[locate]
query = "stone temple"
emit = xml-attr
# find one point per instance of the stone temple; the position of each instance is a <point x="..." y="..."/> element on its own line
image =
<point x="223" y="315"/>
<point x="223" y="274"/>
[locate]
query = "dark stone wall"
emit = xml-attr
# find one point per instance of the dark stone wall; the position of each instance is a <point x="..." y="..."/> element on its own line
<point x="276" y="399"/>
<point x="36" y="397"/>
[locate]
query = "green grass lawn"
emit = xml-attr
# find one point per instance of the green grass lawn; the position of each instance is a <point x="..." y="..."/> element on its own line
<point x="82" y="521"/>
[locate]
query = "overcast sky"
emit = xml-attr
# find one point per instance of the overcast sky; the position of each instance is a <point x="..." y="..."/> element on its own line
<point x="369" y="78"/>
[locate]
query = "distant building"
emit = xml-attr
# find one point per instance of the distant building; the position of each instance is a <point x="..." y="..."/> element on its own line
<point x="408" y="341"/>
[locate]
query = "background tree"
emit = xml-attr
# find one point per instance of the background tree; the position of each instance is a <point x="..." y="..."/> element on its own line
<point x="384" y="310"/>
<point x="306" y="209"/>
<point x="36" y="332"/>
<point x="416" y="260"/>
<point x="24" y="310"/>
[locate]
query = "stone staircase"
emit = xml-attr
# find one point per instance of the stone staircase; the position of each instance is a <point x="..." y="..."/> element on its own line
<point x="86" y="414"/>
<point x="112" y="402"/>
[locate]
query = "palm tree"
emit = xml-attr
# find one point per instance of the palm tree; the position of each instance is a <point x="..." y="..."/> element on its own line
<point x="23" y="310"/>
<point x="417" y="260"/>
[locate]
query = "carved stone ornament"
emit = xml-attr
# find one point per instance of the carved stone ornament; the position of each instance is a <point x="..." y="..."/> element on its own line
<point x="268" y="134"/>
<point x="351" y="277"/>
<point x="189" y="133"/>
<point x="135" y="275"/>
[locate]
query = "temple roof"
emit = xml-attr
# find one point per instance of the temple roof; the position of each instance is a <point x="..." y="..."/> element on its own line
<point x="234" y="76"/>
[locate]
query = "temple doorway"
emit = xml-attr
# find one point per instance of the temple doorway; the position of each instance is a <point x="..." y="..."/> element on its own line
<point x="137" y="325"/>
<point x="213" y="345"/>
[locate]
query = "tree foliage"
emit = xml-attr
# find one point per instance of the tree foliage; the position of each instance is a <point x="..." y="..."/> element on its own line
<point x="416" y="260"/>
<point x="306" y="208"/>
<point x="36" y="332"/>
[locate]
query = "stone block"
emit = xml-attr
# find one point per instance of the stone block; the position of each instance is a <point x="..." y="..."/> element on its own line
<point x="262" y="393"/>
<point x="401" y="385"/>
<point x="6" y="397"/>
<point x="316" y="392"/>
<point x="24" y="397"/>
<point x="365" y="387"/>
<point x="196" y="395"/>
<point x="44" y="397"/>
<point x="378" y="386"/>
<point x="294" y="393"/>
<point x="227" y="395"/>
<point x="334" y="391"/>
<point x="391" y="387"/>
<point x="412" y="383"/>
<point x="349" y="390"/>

● ● ● ●

▶ _AIM OF THE TASK_
Reproduce every line of the material above exactly.

▶ _PROBLEM SOLUTION_
[locate]
query = "stone temple"
emit = xml-attr
# find one point per instance of the stone temple; the position of each instance is a <point x="..." y="..."/> element on its own line
image =
<point x="223" y="315"/>
<point x="223" y="274"/>
[locate]
query = "dark stone wall"
emit = xml-attr
# find one point per instance of the dark stone wall; the position of each instance is a <point x="..." y="..."/> element on its own line
<point x="276" y="399"/>
<point x="36" y="397"/>
[locate]
query = "green grass lawn"
emit = xml-attr
# find one point per instance of the green grass lawn; the position of each instance is a <point x="..." y="..."/> element on its own line
<point x="82" y="521"/>
[locate]
query = "overcast sky"
emit = xml-attr
# find one point per instance of the overcast sky; the position of each instance is a <point x="..." y="..."/> element on its own line
<point x="369" y="78"/>
[locate]
query = "distant building"
emit = xml-attr
# find one point per instance of the distant building; the position of each instance is a <point x="..." y="..."/> element on its own line
<point x="408" y="341"/>
[locate]
query = "background tree"
emit = xml-attr
# find one point per instance of the background tree; the position of each instance is a <point x="..." y="..."/> element on its own line
<point x="384" y="310"/>
<point x="306" y="209"/>
<point x="36" y="332"/>
<point x="416" y="260"/>
<point x="24" y="310"/>
[locate]
query = "stone staircase"
emit = xml-attr
# find one point per instance of the stone staircase; the position of each instance is a <point x="..." y="..."/> element on its own line
<point x="86" y="414"/>
<point x="112" y="402"/>
[locate]
query = "palm tree"
emit = xml-attr
# find one point per instance of the palm tree; the position of each instance is a <point x="..." y="..."/> element on its own line
<point x="23" y="310"/>
<point x="417" y="260"/>
[locate]
query = "carved stone ornament"
emit = xml-attr
# find one point per instance of the carved stone ornament; the position of each instance is a <point x="..." y="..."/> element on its own line
<point x="268" y="134"/>
<point x="351" y="277"/>
<point x="189" y="133"/>
<point x="135" y="275"/>
[locate]
query = "temple roof"
emit = xml-attr
# find one point per instance of the temple roof; the position of each instance is a <point x="..." y="..."/> element on its own line
<point x="234" y="76"/>
[locate]
query = "temple doorway"
emit = xml-attr
# find one point per instance of the temple doorway; the position of each instance is a <point x="..." y="..."/> element on its own line
<point x="137" y="325"/>
<point x="213" y="345"/>
[locate]
query = "tree foliage"
emit = xml-attr
# find one point per instance of the tree foliage; the position of each instance is a <point x="..." y="..."/> element on its own line
<point x="416" y="260"/>
<point x="306" y="208"/>
<point x="36" y="332"/>
[locate]
query = "stone block"
emit = xml-attr
# find one point per instance of the stone block; the position of each instance is a <point x="..." y="..."/> element on its own line
<point x="262" y="393"/>
<point x="401" y="385"/>
<point x="6" y="397"/>
<point x="316" y="392"/>
<point x="24" y="397"/>
<point x="365" y="387"/>
<point x="196" y="395"/>
<point x="44" y="397"/>
<point x="378" y="386"/>
<point x="294" y="393"/>
<point x="227" y="395"/>
<point x="334" y="391"/>
<point x="391" y="387"/>
<point x="412" y="383"/>
<point x="349" y="390"/>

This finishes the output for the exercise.